**Dataset records**
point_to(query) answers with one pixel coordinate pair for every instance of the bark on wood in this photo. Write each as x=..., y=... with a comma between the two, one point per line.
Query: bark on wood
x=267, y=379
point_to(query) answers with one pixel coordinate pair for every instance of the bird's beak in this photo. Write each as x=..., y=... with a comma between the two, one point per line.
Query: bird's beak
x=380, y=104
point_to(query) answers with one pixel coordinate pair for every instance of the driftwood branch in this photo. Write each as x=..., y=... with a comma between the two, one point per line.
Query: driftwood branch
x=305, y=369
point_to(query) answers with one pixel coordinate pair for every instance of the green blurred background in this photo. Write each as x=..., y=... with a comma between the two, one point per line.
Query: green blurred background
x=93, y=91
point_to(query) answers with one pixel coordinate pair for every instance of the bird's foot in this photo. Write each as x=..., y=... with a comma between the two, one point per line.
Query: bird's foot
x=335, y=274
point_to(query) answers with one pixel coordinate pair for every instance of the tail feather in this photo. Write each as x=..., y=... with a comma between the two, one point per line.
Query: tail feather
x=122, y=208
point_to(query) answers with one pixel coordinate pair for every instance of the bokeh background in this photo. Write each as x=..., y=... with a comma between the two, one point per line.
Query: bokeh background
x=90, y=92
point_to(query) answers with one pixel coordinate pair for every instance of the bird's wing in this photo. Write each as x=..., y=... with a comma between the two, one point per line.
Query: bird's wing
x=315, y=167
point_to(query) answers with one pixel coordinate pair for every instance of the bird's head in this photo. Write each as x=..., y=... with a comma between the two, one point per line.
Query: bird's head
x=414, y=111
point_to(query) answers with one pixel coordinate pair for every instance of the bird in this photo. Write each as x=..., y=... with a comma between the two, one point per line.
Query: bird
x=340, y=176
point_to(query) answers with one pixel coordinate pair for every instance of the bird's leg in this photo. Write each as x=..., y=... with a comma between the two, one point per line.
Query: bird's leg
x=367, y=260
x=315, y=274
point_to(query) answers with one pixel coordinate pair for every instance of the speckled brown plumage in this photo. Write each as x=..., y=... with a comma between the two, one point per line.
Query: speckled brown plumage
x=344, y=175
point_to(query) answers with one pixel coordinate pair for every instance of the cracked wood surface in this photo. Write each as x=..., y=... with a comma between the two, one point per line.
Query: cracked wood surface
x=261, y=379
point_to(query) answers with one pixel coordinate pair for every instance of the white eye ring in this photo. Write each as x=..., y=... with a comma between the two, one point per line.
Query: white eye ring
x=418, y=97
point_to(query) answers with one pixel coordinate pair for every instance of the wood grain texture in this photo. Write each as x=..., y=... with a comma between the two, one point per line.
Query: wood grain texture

**Task directions**
Please copy out the rows from the line with "of the tail" to the line with "x=414, y=111", requests included, and shift every coordinate in their answers by -90.

**Task solution**
point_to(query) answers with one pixel coordinate pair for every instance of the tail feather in this photo. Write each as x=..., y=... with a comma between the two, one point per line.
Query: tail feather
x=32, y=118
point_to(query) answers with one pixel coordinate pair for every instance of the bokeh background in this photo. Write each as x=..., y=... with a comma between the two, one point per line.
Query: bokeh background
x=0, y=2
point_to(query) answers with one pixel coordinate pair for every instance of the bird's wing in this photo. Write each as x=..., y=... with a comma between the two, one point per line.
Query: bird's wing
x=225, y=77
point_to(query) answers with one pixel coordinate pair for every instance of the bird's head in this photo. Write each as x=..., y=... with a comma between the two, one point per line.
Query: bird's head
x=324, y=21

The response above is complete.